_What is being asked_
Repeat the passage on cross-entropy word for word between "7.Proper scoring rule" and "on such predictions.", inclusive.

_Page text_

....

The objective is therefore to assign high probability to the class that actually occurred.

4.The identity relating cross-entropy, entropy, and KL divergence

At the distribution level, cross-entropy decomposes into two terms:

$$ H(p, q) \;=\; H(p) \;+\; D_{\mathrm{KL}}(p \,\|\, q). $$

Here $H(p)$ is the entropy of the data-generating distribution, and $D_{\mathrm{KL}}(p\|q)$ measures the discrepancy between the true distribution $p$ and the model distribution $q$. Since $H(p)$ does not depend on the model parameters, minimizing cross-entropy is equivalent to minimizing the forward KL divergence from $p$ to $q$. In the plot, the cross-entropy curve is the entropy floor plus the KL divergence, and both are minimized at $q = p$.

Cross-entropy decomposed into entropy plus KL divergence
For a Bernoulli distribution with $p=0.7$: cross-entropy equals the entropy floor $H(p)$ plus the divergence $D_{\mathrm{KL}}(p\|q)$.

5.The KL derivation

The identity follows directly from the definition of KL divergence:

$$ D_{\mathrm{KL}}(p \,\|\, q) = \mathbb{E}_p\!\left[\log \frac{p(x)}{q(x)}\right] = \mathbb{E}_p[\log p(x)] - \mathbb{E}_p[\log q(x)]. $$

The first term is $-H(p)$, and the second term is $-H(p,q)$. Hence $D_{\mathrm{KL}}(p\|q) = H(p,q) - H(p)$, or equivalently, $H(p,q) = H(p) + D_{\mathrm{KL}}(p\|q)$.

6.Coding theory

Cross-entropy also has an interpretation in coding theory. The entropy $H(p)$ is the shortest achievable average message length when the true distribution is known. The cross-entropy $H(p,q)$ is the average message length when the code is constructed for distribution $q$, but the data are generated from distribution $p$. The difference, $D_{\mathrm{KL}}(p\|q)$, is the additional expected code length caused by using the wrong distribution.

7.Proper scoring rule

Cross-entropy is a proper scoring rule. In expectation, it is minimized by reporting the true probabilities. If the true conditional distribution is $p(y\mid x)$, the optimal prediction is $q(y\mid x) = p(y\mid x)$. This distinguishes cross-entropy from accuracy: accuracy evaluates only whether the most probable class is correct, while cross-entropy also evaluates the probability assigned to that class. A model that assigns probability $0.9$ should be correct approximately $90\%$ of the time on such predictions.

....

Lines in a dataset
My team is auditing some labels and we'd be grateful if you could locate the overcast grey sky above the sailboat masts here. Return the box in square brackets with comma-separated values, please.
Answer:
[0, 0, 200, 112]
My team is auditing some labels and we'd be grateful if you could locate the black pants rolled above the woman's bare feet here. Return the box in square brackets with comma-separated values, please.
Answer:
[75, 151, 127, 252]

....

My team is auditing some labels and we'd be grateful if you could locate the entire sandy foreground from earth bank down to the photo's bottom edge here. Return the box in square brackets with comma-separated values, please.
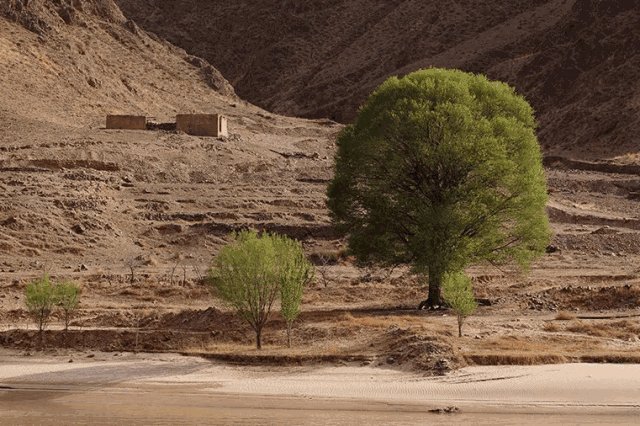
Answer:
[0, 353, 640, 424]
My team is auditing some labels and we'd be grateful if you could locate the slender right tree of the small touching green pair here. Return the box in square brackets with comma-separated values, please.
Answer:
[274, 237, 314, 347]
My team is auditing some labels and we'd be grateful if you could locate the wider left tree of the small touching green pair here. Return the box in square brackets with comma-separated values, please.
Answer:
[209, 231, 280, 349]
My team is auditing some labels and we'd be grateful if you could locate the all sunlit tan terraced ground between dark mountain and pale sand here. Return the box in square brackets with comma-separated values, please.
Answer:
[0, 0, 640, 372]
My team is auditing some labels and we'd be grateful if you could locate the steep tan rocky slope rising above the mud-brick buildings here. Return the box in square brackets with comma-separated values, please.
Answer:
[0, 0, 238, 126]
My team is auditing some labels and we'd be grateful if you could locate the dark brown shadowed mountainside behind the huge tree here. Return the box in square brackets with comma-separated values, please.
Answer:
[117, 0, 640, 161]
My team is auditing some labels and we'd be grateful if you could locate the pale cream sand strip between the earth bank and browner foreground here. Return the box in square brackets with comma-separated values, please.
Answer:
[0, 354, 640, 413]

....

_Answer box_
7.Proper scoring rule

Cross-entropy is a proper scoring rule. In expectation, it is minimized by reporting the true probabilities. If the true conditional distribution is $p(y\mid x)$, the optimal prediction is $q(y\mid x) = p(y\mid x)$. This distinguishes cross-entropy from accuracy: accuracy evaluates only whether the most probable class is correct, while cross-entropy also evaluates the probability assigned to that class. A model that assigns probability $0.9$ should be correct approximately $90\%$ of the time on such predictions.